Teks yang Diberikan:

Saya, Bela Raeska Widodo Bodhi Ratono, S.Pd, adalah guru di SD Kuncup Melati Kota Semarang. Menjadi pendidik adalah pilihan hati, dan meraih penghargaan sebagai Juara Umum dalam Lomba Guru Agama Buddha Berprestasi merupakan salah satu momen yang sangat berkesan dalam perjalanan pengabdian saya di dunia pendidikan.

Langkah Awal: Dari Kelas ke Panggung Prestasi

Segala sesuatu dimulai dari langkah kecil. Ketika saya memutuskan untuk mengikuti Lomba Guru Agama Buddha Berprestasi tingkat Tahun 2024 yang diadakan Oleh PERGABI (Perkumpulan Guru Agama Buddha), saya tidak pernah membayangkan bahwa prosesnya akan begitu Panjang mendalam, menantang, sekaligus membentuk diri. Awalnya hanya ingin belajar dan menambah pengalaman, namun perjalanan ini justru menjadi momentum untuk merefleksikan kembali sejauh mana peran saya sebagai pendidik telah memberi manfaat nyata.

Proses lomba guru berprestasi dimulai dari pendaftaran dan mengisi form sesuai yang diinginkan. Lomba-lomba tersebut meliputi Lomba membuat Video Pembelajaran, Inovasi Pembelajaran, Vlog Buddhis, Cipta Tari Kreasi Buddhis, dan Cipta Lagu Buddhis, Saya menyiapkan berbagai berkas yang menjadi indikator dalam berbagai lomba.

Kekuatan Kolaborasi dan Dukungan yang Tulus

Tidak ada keberhasilan yang dicapai seorang diri. Selama proses lomba ini, saya menyadari betapa pentingnya lingkungan yang mendukung. Kepala sekolah saya memberikan kepercayaan dan ruang untuk berkembang, rekan-rekan guru menjadi sahabat diskusi yang membangun, sementara para siswa menjadi inspirasi harian yang memacu semangat saya untuk terus memberikan yang terbaik.

Dukungan dari keluarga juga tak ternilai harganya. Dalam masa-masa sibuk menyiapkan keperluan, mereka menjadi sumber kekuatan emosional dan spiritual. Ketika rasa lelah menghampiri, senyum dan doa mereka seolah menjadi energi baru yang mendorong saya untuk tidak menyerah.

Belajar, Berkembang, dan Terus Memberi

Kemenangan dalam lomba guru berprestasi bukanlah sebuah garis akhir, melainkan sebuah titik awal untuk perjalanan yang lebih luas. Gelar juara umum bukan semata-mata pencapaian pribadi, tetapi tanggung jawab moral untuk menjadi teladan dan agen perubahan di lingkungan pendidikan. Seorang guru agama Buddha berprestasi dituntut tidak hanya unggul secara akademik, tetapi juga mampu menularkan semangat belajar kepada orang lain.

Soal Singkat 1:
Tentukan apakah setiap pernyataan berikut sesuai dengan teks yang diberikan: (a) lomba tersebut diadakan oleh PERGABI; (b) penulis mengajar di sebuah SMP di Semarang; (c) kemenangan dalam lomba dipandang sebagai garis akhir perjalanan. Jawab ya atau tidak untuk masing-masing, lalu kutip kata-kata penentu dari teks itu secara persis.

Data Latihan:
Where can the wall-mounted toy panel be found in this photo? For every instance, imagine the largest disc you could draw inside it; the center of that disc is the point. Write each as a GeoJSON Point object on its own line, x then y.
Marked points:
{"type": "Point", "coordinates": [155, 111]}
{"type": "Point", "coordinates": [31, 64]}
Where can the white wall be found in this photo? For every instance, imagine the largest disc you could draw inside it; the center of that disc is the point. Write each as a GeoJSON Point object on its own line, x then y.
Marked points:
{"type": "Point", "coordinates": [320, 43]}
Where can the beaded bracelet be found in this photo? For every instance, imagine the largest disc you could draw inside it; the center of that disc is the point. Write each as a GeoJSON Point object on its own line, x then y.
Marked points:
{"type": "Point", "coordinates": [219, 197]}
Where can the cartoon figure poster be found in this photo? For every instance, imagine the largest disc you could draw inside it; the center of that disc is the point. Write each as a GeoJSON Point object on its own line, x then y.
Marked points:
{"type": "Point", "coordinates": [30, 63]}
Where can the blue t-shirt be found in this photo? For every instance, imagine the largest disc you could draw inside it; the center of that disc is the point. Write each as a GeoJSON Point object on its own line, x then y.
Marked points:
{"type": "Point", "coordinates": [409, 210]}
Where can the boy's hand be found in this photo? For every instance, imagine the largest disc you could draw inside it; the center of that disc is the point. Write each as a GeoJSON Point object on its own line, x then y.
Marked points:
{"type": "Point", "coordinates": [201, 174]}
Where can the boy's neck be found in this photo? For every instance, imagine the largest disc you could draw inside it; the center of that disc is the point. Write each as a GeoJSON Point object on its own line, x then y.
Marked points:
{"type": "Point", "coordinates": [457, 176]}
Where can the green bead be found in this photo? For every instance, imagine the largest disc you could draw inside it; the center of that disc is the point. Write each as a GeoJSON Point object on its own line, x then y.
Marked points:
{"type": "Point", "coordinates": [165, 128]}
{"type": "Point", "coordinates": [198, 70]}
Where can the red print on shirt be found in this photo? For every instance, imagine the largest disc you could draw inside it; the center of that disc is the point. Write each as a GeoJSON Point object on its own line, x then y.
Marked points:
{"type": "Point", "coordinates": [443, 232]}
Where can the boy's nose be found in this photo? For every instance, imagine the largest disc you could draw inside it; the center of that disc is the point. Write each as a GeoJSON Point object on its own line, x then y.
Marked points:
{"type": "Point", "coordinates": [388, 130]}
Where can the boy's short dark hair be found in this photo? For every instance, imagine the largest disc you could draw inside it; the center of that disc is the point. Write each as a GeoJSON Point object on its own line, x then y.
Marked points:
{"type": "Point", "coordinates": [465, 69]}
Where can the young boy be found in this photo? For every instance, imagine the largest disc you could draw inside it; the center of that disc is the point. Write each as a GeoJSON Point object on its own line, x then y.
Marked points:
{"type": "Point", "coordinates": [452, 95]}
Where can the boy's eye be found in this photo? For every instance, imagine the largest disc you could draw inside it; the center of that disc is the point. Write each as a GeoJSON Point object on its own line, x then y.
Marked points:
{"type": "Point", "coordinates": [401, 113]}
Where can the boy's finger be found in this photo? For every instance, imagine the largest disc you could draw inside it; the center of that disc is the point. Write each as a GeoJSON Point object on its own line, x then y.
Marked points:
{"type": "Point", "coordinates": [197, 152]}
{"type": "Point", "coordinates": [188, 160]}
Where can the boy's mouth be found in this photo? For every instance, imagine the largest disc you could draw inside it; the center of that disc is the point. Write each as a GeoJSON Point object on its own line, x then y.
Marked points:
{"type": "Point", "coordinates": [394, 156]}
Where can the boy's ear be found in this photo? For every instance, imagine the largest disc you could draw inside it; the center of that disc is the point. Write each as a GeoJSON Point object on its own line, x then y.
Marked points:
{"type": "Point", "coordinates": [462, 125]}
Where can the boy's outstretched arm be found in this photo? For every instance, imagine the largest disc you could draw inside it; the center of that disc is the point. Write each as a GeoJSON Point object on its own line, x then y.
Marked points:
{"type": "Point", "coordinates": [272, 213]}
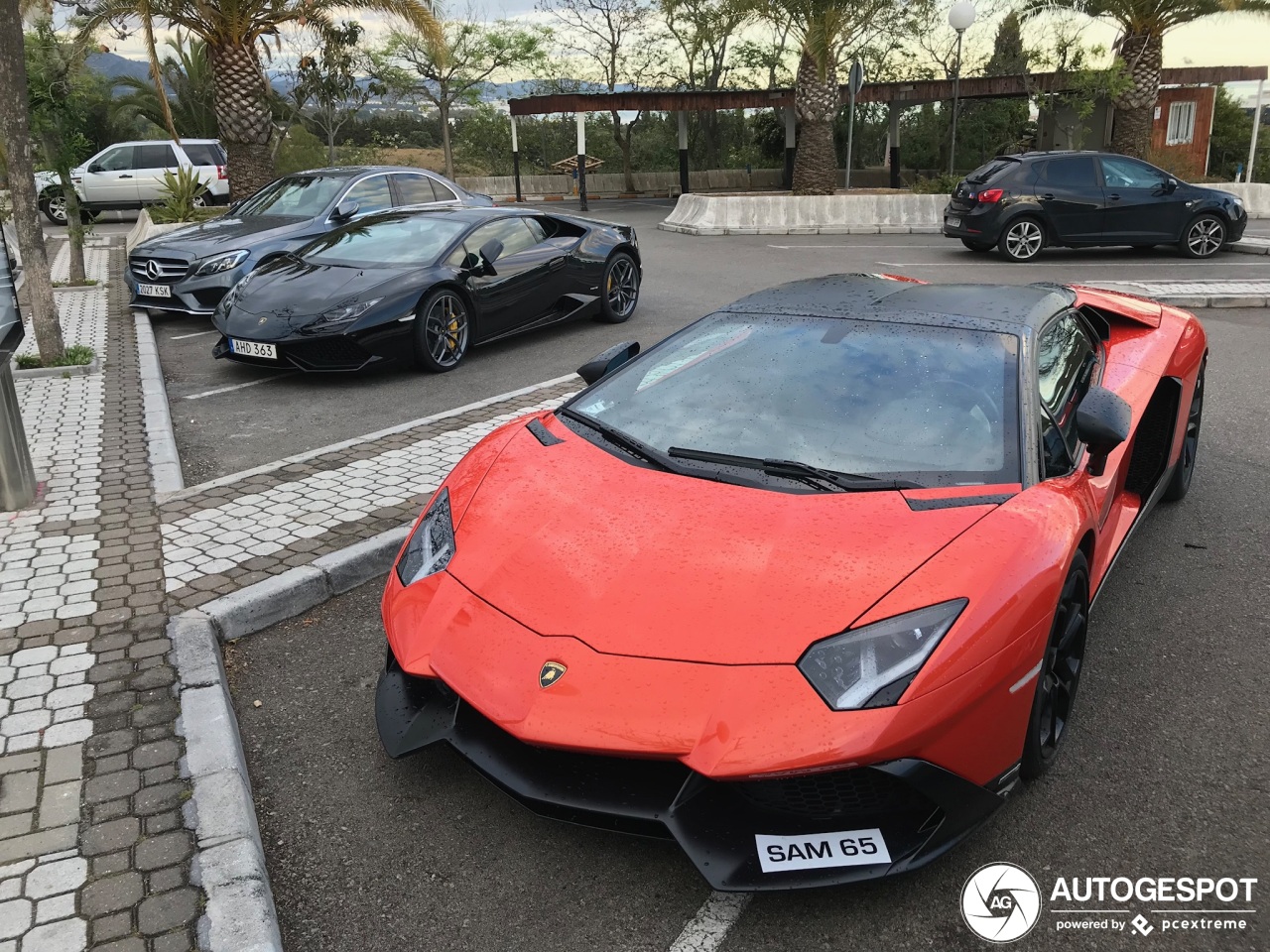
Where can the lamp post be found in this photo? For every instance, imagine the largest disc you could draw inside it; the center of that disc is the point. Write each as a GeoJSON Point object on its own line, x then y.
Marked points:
{"type": "Point", "coordinates": [960, 18]}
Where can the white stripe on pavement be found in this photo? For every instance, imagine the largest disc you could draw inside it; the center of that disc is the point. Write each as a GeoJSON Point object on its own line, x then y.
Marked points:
{"type": "Point", "coordinates": [239, 386]}
{"type": "Point", "coordinates": [712, 921]}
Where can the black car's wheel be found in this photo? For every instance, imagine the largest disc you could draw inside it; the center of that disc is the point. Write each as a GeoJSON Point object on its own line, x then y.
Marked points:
{"type": "Point", "coordinates": [1205, 236]}
{"type": "Point", "coordinates": [1180, 484]}
{"type": "Point", "coordinates": [1023, 240]}
{"type": "Point", "coordinates": [1060, 673]}
{"type": "Point", "coordinates": [621, 289]}
{"type": "Point", "coordinates": [443, 331]}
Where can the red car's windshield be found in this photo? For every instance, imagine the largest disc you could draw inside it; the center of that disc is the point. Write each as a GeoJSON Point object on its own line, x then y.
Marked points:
{"type": "Point", "coordinates": [930, 404]}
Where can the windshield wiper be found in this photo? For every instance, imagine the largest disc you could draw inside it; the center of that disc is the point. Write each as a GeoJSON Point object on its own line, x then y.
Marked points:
{"type": "Point", "coordinates": [795, 470]}
{"type": "Point", "coordinates": [633, 445]}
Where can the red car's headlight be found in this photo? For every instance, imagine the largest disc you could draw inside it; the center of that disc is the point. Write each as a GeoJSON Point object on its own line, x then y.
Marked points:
{"type": "Point", "coordinates": [432, 543]}
{"type": "Point", "coordinates": [870, 666]}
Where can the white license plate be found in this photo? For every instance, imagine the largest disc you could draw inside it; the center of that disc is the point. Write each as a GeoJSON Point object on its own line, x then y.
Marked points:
{"type": "Point", "coordinates": [816, 851]}
{"type": "Point", "coordinates": [249, 348]}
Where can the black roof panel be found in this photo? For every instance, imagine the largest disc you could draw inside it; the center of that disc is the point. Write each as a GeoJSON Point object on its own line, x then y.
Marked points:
{"type": "Point", "coordinates": [875, 298]}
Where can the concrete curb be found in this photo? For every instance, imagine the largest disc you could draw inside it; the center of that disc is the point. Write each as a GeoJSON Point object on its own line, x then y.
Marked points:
{"type": "Point", "coordinates": [230, 867]}
{"type": "Point", "coordinates": [164, 458]}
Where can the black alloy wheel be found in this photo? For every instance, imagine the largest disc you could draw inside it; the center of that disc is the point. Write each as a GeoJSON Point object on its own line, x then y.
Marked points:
{"type": "Point", "coordinates": [621, 289]}
{"type": "Point", "coordinates": [443, 331]}
{"type": "Point", "coordinates": [1205, 236]}
{"type": "Point", "coordinates": [1021, 240]}
{"type": "Point", "coordinates": [1060, 673]}
{"type": "Point", "coordinates": [1180, 484]}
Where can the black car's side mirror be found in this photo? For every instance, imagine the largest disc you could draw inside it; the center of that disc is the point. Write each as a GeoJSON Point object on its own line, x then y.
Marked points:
{"type": "Point", "coordinates": [489, 253]}
{"type": "Point", "coordinates": [1102, 421]}
{"type": "Point", "coordinates": [344, 211]}
{"type": "Point", "coordinates": [608, 361]}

Soal Singkat 2:
Laporkan jumlah baris dalam catatan yang memuat kata "wall", dengan memperhatikan perbedaan huruf besar dan kecil, dan tuliskan angkanya saja.

Jawaban Benar 1:
(a) Ya: "yang diadakan Oleh PERGABI (Perkumpulan Guru Agama Buddha)"
(b) Tidak: "adalah guru di SD Kuncup Melati Kota Semarang"
(c) Tidak: "Kemenangan dalam lomba guru berprestasi bukanlah sebuah garis akhir, melainkan sebuah titik awal untuk perjalanan yang lebih luas"

Jawaban Benar 2:
2